*DAFTAR TUGAS*
**A.** Sebutkan semua tindakan yang mungkin pernah dilakukan atau dialami seorang wanita menurut tulisan tentang keperawanan.
**B.** Teruskan tulisan tentang keperawanan, mulai sesudah kalimat terakhirnya.

*TEKS YANG DIBERIKAN*

--------

Tidak ada hal hebat dan pandangan khusus dariku tentang keperawanan ini. Kali ini, aku hanya ingin mengajukan pertanyaan-pertanyaan yang sebenarnya aku pikirkan sendiri belakangan ini.
Seperti, apabila wanita yang ingin kita nikahi ternyata pernah ciuman dan sudah disentuh di berbagai area sensitif, akankah kita mau menerimanya? Ketika ia tidak pernah berhubungan sex, tetapi sering melakukan blowjob, apakah kita bisa menganggapnya sebagai perawan? Atau Apabila ia hanya melakukan anal dan menjaga vaginanya tetap tidak tersentuh, bisakah kita menganggapnya sebagai perawan dan mampukah kita menerimanya?
Dan ketika ia tidak pernah disentuh oleh orang lain sekalipun, tetapi sering atau pernah menggunakan dildo yang mungkin saja ukurannya lebih besar daripada penis asli untuk melampiaskan nafsunya, bisakah kita menyebut ia sebagai seorang perawan?

--------

*DATA YANG DIBERIKAN*
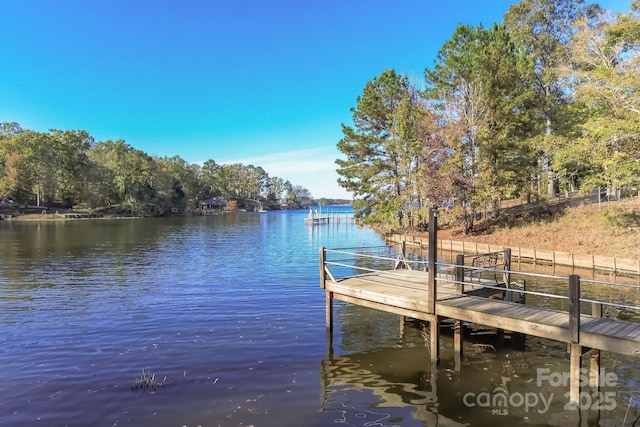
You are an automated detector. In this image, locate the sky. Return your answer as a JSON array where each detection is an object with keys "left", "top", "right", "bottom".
[{"left": 0, "top": 0, "right": 631, "bottom": 199}]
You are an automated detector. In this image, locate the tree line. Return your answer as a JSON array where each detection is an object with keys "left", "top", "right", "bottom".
[
  {"left": 0, "top": 122, "right": 313, "bottom": 215},
  {"left": 336, "top": 0, "right": 640, "bottom": 233}
]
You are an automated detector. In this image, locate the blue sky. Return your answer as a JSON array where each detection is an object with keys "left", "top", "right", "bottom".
[{"left": 0, "top": 0, "right": 630, "bottom": 198}]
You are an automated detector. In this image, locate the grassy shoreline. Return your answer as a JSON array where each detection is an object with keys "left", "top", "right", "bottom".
[{"left": 438, "top": 198, "right": 640, "bottom": 259}]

--------

*DAFTAR JAWABAN*
**A.**
- Ciuman
- Disentuh di berbagai area sensitif
- Sering melakukan blowjob
- Hanya melakukan anal
- Menggunakan dildo untuk melampiaskan nafsunya

**B.**
Dan apabila ia tidak pernah memiliki keinginan untuk melakukan itu semua, tetapi ia malah menjadi korban dari pemerkosaan, apakah kita pantas untuk menyebutnya tidak perawan? Hal terberat dari semua itu dan membutuhkan kelapangan dada adalah, bisakah kita menerima mereka yang sebenarnya hanya korban dari orang-orang bejat.
Inilah yang aku katakan bahwa definisi keperawanan itu bisa sangat luas dan subjektif. Apalagi di Negara kita yang masih cukup konservatif, aku yakin kebanyakan orang akan menjawab tidak atas pertanyaan-pertanyaanku tadi.
Kembali lagi ke pertanyaan awal, apakah keperawanan itu penting? Aku tidak tahu, seperti kataku tadi, ini bisa sangat subjektif. Tetapi, ada satu hal yang aku yakini dan ini merupakan idealisme yang cukup konyol.
Meskipun dunia ini tidak adil, namun aku berharap dalam hal ini kita bisa bersikap adil. Keperawanan itu penting apabila yang mengatakannya masihlah perjaka. Keperawanan itu penting untuk orang-orang yang menghargainya dan orang-orang seperti itu sudah sepatutnya mendapatkan pasangan yang juga menjaga keperjakaan mereka.
Dan untuk kasus korban pemerkosaan, itu diluar itu semua. Kalian dapat memikirkannya sendiri. Ya … begitulah, semoga ada manfaatnya.
Thank's and goodbye!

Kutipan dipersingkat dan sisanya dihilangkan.